Records from a collection:
========================================================================

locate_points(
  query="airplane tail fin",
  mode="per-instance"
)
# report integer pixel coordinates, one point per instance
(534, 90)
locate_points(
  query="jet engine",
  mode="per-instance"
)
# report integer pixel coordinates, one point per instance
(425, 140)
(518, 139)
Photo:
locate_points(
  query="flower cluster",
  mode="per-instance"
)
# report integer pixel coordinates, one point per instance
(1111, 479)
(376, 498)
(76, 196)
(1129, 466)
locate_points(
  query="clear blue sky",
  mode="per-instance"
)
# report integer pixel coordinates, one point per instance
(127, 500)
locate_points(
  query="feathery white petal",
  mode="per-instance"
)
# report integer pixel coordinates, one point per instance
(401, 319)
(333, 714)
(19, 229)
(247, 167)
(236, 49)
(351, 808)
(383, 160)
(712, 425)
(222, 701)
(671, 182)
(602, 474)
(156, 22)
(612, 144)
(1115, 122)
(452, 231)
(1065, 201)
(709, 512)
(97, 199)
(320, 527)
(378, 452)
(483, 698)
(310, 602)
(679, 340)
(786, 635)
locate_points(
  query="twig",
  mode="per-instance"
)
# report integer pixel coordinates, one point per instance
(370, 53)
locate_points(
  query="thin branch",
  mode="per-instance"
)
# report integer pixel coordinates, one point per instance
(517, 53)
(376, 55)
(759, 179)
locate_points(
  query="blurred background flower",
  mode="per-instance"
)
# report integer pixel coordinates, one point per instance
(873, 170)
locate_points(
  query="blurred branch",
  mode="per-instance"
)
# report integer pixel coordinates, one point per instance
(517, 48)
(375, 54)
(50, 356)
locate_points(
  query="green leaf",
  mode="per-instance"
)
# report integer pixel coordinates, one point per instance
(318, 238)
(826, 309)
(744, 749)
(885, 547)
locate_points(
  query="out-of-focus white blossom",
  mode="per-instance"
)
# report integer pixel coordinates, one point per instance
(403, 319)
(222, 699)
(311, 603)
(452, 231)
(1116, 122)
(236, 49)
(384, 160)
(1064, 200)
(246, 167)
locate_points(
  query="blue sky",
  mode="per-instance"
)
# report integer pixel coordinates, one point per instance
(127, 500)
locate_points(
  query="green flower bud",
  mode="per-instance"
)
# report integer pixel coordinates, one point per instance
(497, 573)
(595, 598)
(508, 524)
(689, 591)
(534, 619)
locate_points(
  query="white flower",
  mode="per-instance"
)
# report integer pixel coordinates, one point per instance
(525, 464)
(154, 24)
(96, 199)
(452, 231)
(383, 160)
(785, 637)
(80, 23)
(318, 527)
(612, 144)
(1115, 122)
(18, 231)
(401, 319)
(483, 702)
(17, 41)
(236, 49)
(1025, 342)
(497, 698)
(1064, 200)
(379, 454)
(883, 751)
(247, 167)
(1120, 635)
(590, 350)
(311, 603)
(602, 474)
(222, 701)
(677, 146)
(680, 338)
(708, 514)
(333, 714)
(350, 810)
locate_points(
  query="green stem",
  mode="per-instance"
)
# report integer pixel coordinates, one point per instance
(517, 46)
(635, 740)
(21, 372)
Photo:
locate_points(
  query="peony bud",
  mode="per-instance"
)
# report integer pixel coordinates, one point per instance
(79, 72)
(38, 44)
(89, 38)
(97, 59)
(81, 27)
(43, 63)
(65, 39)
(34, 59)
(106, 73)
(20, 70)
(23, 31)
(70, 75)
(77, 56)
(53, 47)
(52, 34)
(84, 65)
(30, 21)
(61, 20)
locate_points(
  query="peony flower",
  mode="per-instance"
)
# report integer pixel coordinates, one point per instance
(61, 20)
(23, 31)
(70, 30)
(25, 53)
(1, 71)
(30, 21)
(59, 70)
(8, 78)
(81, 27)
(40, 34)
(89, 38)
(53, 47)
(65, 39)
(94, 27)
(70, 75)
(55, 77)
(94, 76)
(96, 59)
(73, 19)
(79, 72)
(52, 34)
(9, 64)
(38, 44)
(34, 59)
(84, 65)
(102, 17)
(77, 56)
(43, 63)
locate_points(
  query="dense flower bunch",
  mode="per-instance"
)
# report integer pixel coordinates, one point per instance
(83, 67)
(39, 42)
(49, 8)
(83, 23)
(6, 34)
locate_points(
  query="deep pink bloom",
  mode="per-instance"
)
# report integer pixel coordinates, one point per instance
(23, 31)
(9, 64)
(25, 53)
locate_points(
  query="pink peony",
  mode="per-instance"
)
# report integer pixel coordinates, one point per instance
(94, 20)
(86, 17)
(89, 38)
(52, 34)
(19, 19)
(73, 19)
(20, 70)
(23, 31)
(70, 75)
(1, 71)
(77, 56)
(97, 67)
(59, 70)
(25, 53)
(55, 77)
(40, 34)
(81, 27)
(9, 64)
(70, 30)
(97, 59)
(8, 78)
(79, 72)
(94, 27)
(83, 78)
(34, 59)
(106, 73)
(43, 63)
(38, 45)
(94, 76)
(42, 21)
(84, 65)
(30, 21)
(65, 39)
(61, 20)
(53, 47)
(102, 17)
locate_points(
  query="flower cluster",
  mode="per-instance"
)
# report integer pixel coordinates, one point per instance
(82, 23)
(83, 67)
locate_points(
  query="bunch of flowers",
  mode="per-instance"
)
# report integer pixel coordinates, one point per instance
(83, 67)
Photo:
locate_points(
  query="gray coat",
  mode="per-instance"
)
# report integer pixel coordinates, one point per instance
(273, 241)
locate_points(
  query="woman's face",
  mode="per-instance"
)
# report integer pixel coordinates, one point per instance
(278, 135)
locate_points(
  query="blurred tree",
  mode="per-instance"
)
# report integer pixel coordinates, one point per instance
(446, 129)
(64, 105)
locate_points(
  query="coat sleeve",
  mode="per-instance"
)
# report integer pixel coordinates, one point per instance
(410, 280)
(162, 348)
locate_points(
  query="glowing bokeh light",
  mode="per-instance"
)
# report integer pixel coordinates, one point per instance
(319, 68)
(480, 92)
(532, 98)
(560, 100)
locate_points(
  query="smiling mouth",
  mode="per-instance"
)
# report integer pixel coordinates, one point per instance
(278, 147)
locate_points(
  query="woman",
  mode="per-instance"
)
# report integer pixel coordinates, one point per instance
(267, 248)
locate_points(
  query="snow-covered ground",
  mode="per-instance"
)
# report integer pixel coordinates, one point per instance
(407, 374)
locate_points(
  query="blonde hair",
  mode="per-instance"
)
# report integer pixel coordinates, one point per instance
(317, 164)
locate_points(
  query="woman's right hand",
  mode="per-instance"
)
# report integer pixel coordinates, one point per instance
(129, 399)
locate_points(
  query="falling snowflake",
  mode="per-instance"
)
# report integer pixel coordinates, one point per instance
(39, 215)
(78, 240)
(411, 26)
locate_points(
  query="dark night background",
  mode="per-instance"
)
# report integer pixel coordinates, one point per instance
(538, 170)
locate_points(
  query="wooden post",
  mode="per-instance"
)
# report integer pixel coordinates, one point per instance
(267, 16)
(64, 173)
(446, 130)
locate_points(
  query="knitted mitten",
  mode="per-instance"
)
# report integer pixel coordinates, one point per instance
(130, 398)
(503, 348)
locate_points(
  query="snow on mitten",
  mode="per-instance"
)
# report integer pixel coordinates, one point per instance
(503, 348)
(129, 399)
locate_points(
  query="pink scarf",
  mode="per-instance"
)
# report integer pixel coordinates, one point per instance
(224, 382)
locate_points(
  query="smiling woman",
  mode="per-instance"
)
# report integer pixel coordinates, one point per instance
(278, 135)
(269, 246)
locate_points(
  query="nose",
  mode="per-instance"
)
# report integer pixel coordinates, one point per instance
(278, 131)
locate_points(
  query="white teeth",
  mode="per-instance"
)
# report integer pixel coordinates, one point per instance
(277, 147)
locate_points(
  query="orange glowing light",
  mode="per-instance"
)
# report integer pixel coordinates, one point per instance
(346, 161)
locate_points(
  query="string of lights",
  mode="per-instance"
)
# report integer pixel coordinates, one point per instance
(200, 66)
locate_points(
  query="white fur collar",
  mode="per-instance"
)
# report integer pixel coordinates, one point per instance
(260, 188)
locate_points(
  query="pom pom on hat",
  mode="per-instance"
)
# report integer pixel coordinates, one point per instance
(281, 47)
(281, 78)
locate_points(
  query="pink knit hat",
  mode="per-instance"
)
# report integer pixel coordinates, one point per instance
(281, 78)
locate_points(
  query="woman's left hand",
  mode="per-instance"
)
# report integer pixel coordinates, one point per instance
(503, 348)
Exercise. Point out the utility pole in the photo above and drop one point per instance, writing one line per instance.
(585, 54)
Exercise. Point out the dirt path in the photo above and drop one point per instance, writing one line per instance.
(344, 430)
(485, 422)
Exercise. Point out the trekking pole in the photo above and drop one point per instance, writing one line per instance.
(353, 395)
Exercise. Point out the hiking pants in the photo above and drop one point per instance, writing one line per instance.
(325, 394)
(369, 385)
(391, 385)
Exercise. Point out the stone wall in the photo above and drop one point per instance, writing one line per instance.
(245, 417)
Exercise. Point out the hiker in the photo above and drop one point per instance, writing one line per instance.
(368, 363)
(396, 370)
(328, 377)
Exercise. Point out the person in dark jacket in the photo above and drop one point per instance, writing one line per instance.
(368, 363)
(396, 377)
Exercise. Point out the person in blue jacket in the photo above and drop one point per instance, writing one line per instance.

========================================================================

• [Exercise prompt]: Take the line that contains "Exercise. Point out the utility" and each line after it down to the last of the records, and retype them exactly; add nothing else.

• [Answer for the task]:
Exercise. Point out the utility pole in the photo above and drop one point per instance, writing one line per instance.
(585, 54)
Exercise. Point out the dirt path in the photo above and drop one point per instance, writing one line per instance.
(344, 430)
(485, 422)
Exercise. Point out the trekking pole in the photo above and drop one point per instance, writing one line per instance.
(353, 395)
Exercise. Point out the hiking pants in the photo above and drop one point per instance, writing one line per instance.
(325, 394)
(369, 385)
(391, 385)
Exercise. Point out the stone wall in the photo above and drop one point per instance, writing one line per instance.
(245, 417)
Exercise. Point out the hiker in the photo above and drop one point per instance, writing one line per instance.
(368, 363)
(396, 370)
(328, 377)
Exercise. Point out the person in dark jacket in the photo above and drop one point per instance, writing one line per instance.
(368, 363)
(396, 377)
Exercise. Point out the person in blue jacket in the photo above and drop one point per instance, writing one line per instance.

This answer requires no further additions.